REQUIREMENTS:
Please reproduce the material from the line containing "Capture the tree" through the line containing "Capture the spire", with "bounding region" renamed to "enclosing area" throughout and nothing else altered. Return only that stretch.
───── SUPPLIED MATERIAL ─────
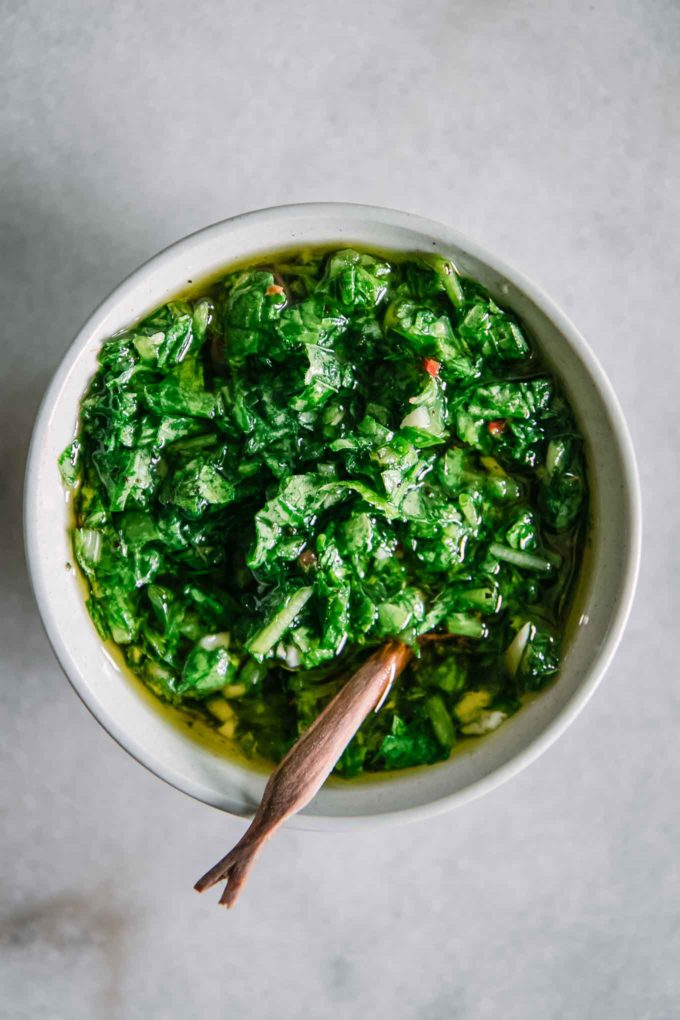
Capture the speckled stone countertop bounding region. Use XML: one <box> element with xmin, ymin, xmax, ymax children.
─────
───── SUPPLIED MATERIAL ─────
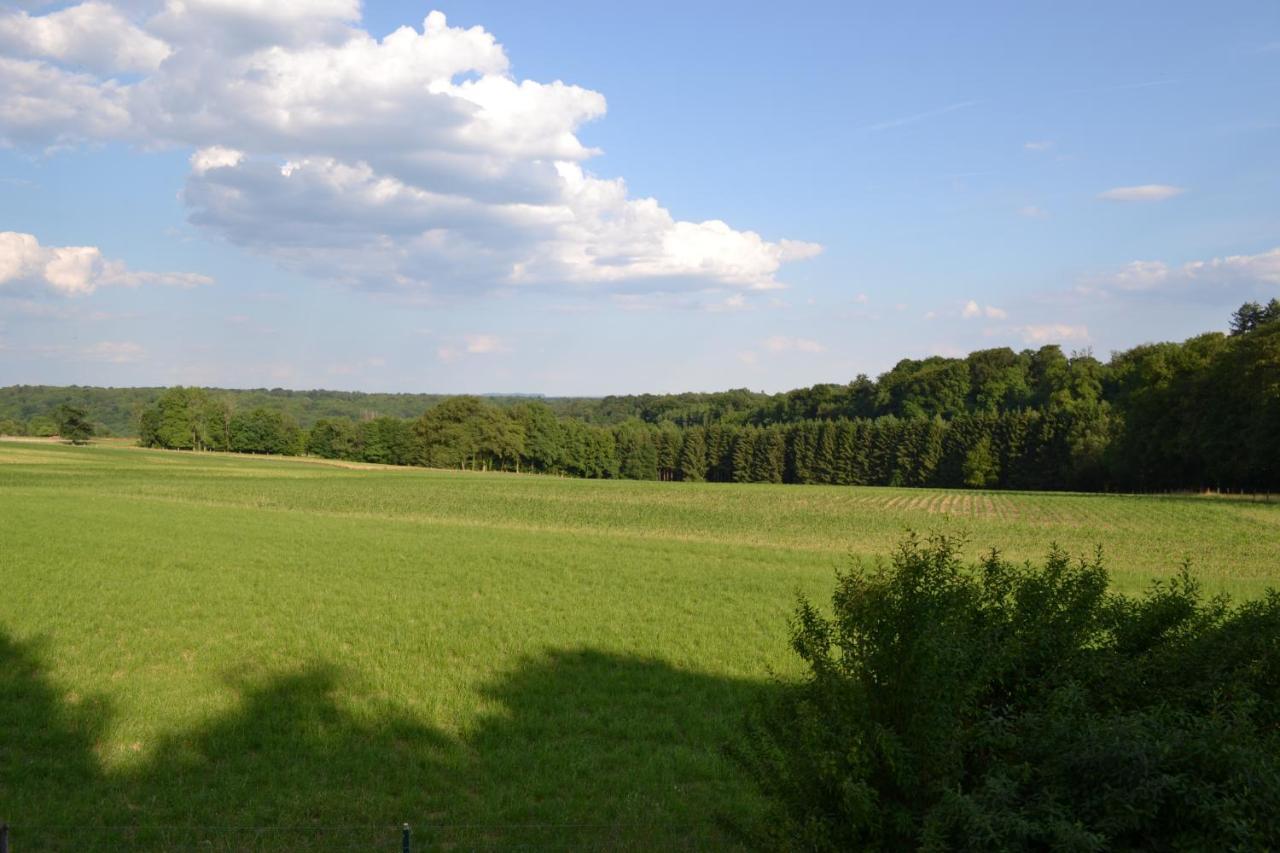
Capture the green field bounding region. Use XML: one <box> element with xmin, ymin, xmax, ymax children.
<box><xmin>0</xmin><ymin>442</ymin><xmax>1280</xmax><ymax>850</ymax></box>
─────
───── SUPPLIED MATERIAL ─────
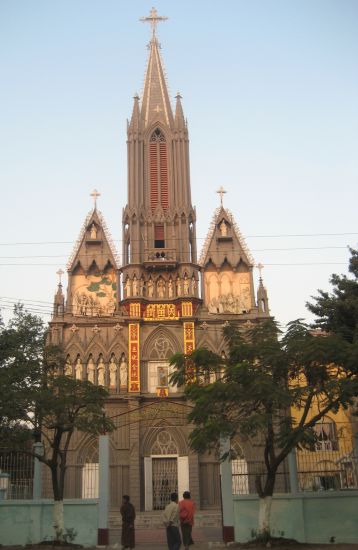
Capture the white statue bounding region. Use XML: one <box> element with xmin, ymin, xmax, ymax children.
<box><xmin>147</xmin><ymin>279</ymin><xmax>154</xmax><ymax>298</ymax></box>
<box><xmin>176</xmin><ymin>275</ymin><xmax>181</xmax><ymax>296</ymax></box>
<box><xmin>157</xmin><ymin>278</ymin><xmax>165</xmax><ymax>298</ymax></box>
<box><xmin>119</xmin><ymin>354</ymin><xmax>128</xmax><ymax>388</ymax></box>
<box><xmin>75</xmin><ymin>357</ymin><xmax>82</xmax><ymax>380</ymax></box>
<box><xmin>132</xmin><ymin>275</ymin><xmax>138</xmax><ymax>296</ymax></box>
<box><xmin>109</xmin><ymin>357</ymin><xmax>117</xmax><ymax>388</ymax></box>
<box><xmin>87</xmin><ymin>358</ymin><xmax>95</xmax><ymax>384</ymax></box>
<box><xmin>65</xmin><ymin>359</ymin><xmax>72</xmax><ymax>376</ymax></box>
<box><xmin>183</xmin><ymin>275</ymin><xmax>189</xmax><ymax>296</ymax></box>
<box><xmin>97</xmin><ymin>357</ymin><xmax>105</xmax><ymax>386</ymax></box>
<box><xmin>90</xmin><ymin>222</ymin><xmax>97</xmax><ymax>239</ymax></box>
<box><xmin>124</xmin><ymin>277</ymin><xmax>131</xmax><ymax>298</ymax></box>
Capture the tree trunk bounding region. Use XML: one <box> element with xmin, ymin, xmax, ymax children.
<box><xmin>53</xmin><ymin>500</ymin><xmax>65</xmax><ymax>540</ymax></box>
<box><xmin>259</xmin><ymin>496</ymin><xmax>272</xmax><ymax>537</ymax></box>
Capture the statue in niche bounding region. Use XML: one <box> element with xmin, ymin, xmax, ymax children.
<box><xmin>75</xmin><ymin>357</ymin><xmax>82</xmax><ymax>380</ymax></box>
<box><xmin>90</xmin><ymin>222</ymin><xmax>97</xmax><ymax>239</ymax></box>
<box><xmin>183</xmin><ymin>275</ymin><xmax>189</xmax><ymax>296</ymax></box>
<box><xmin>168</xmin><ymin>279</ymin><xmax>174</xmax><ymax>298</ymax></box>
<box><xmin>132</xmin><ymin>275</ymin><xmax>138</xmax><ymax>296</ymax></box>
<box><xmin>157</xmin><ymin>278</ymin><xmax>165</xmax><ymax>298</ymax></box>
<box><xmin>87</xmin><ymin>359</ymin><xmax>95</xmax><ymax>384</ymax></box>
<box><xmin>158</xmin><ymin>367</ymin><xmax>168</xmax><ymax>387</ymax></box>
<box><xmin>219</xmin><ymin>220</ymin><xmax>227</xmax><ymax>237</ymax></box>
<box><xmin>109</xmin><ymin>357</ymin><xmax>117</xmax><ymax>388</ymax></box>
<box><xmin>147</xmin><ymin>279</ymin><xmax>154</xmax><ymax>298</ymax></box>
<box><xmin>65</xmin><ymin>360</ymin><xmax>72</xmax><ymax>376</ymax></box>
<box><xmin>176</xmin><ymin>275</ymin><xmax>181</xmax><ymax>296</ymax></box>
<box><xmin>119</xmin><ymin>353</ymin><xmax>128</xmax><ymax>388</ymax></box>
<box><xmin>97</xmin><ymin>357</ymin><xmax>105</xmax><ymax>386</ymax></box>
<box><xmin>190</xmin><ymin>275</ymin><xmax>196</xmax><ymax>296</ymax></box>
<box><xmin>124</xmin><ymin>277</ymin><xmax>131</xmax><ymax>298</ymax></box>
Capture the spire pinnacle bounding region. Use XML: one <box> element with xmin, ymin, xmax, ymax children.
─────
EXERCISE SOLUTION:
Capture the tree trunk enclosing area. Use XML: one <box> element with xmin, ymin, xmax, ymax children.
<box><xmin>53</xmin><ymin>500</ymin><xmax>65</xmax><ymax>540</ymax></box>
<box><xmin>259</xmin><ymin>496</ymin><xmax>272</xmax><ymax>537</ymax></box>
Capture the statue in niche enclosing area. Use XML: one <box> element with xmin, ymin, xmax, ymax children.
<box><xmin>75</xmin><ymin>357</ymin><xmax>82</xmax><ymax>380</ymax></box>
<box><xmin>90</xmin><ymin>222</ymin><xmax>97</xmax><ymax>239</ymax></box>
<box><xmin>183</xmin><ymin>275</ymin><xmax>189</xmax><ymax>296</ymax></box>
<box><xmin>168</xmin><ymin>279</ymin><xmax>174</xmax><ymax>298</ymax></box>
<box><xmin>132</xmin><ymin>275</ymin><xmax>138</xmax><ymax>296</ymax></box>
<box><xmin>157</xmin><ymin>278</ymin><xmax>165</xmax><ymax>298</ymax></box>
<box><xmin>87</xmin><ymin>359</ymin><xmax>95</xmax><ymax>384</ymax></box>
<box><xmin>158</xmin><ymin>367</ymin><xmax>168</xmax><ymax>387</ymax></box>
<box><xmin>219</xmin><ymin>220</ymin><xmax>227</xmax><ymax>237</ymax></box>
<box><xmin>109</xmin><ymin>357</ymin><xmax>117</xmax><ymax>388</ymax></box>
<box><xmin>147</xmin><ymin>279</ymin><xmax>154</xmax><ymax>298</ymax></box>
<box><xmin>65</xmin><ymin>360</ymin><xmax>72</xmax><ymax>376</ymax></box>
<box><xmin>176</xmin><ymin>275</ymin><xmax>181</xmax><ymax>296</ymax></box>
<box><xmin>119</xmin><ymin>353</ymin><xmax>128</xmax><ymax>388</ymax></box>
<box><xmin>97</xmin><ymin>357</ymin><xmax>105</xmax><ymax>386</ymax></box>
<box><xmin>190</xmin><ymin>275</ymin><xmax>196</xmax><ymax>296</ymax></box>
<box><xmin>124</xmin><ymin>277</ymin><xmax>131</xmax><ymax>298</ymax></box>
Capture the spire pinnacle enclosing area. Use XML: one <box> element with xmin, ymin, xmax, ymax children.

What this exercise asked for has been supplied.